TO DO | Rewrite every line of the items below, replacing "Expected output format" with "Required output format" wherever it occurs and leaving everything else unchanged.

[Items from a labeling collection]
══════════════════════════════
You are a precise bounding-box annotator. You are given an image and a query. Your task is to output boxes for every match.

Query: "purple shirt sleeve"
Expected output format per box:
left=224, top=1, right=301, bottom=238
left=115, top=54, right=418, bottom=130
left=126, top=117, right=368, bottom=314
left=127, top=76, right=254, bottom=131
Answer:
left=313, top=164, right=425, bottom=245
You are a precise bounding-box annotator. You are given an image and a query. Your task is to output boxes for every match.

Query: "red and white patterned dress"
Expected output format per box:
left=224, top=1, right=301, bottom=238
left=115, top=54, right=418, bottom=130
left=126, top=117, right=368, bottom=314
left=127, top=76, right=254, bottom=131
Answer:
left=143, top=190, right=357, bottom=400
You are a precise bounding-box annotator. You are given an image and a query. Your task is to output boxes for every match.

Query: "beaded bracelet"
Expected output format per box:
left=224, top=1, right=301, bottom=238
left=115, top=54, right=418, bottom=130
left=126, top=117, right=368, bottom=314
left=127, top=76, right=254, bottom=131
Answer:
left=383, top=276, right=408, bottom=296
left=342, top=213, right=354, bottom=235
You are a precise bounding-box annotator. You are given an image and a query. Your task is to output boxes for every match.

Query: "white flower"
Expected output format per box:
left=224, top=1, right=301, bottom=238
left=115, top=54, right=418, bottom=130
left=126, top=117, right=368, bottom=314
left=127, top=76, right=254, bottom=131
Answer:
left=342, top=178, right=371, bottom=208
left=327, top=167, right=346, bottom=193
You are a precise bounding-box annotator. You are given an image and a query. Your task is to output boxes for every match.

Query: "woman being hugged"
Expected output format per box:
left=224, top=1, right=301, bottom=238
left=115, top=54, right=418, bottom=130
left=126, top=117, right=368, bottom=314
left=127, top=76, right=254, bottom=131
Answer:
══════════════════════════════
TASK SOLUTION |
You are a precise bounding-box annotator. You are given an image and a query. Your task is to output boxes for every match.

Query: "purple shirt sleeve"
Required output format per box:
left=224, top=1, right=301, bottom=238
left=115, top=54, right=418, bottom=130
left=126, top=117, right=368, bottom=314
left=127, top=76, right=254, bottom=131
Answer:
left=313, top=164, right=425, bottom=245
You are a precise bounding-box annotator. You are given an image and a query. Your task is to output boxes for every match.

Query: "red and white patterned dress"
Required output format per box:
left=224, top=1, right=301, bottom=238
left=115, top=54, right=418, bottom=130
left=126, top=117, right=368, bottom=314
left=127, top=76, right=254, bottom=131
Answer:
left=143, top=190, right=357, bottom=400
You are a precise bounding-box annotator. You are given an image and a query. Your task is to output boxes for every match.

Query: "beaded bracelet"
Required output format per box:
left=224, top=1, right=301, bottom=238
left=115, top=54, right=418, bottom=130
left=126, top=117, right=368, bottom=314
left=127, top=76, right=254, bottom=131
Answer:
left=383, top=276, right=408, bottom=296
left=342, top=213, right=354, bottom=235
You are a precise bounding-box annotator. You are given an image and a query. Your task is to output boxes for every match.

Query: "white flower"
Required output format per box:
left=224, top=1, right=301, bottom=238
left=115, top=54, right=418, bottom=130
left=126, top=117, right=368, bottom=314
left=127, top=76, right=254, bottom=131
Answer:
left=342, top=178, right=371, bottom=208
left=327, top=167, right=346, bottom=193
You are a precise bounding-box annotator. You are given an image and a query. Your task is to output boxes for every match.

Query: "woman being hugged"
Required output format per box:
left=224, top=1, right=301, bottom=238
left=115, top=54, right=418, bottom=130
left=126, top=117, right=368, bottom=314
left=127, top=76, right=254, bottom=131
Answer:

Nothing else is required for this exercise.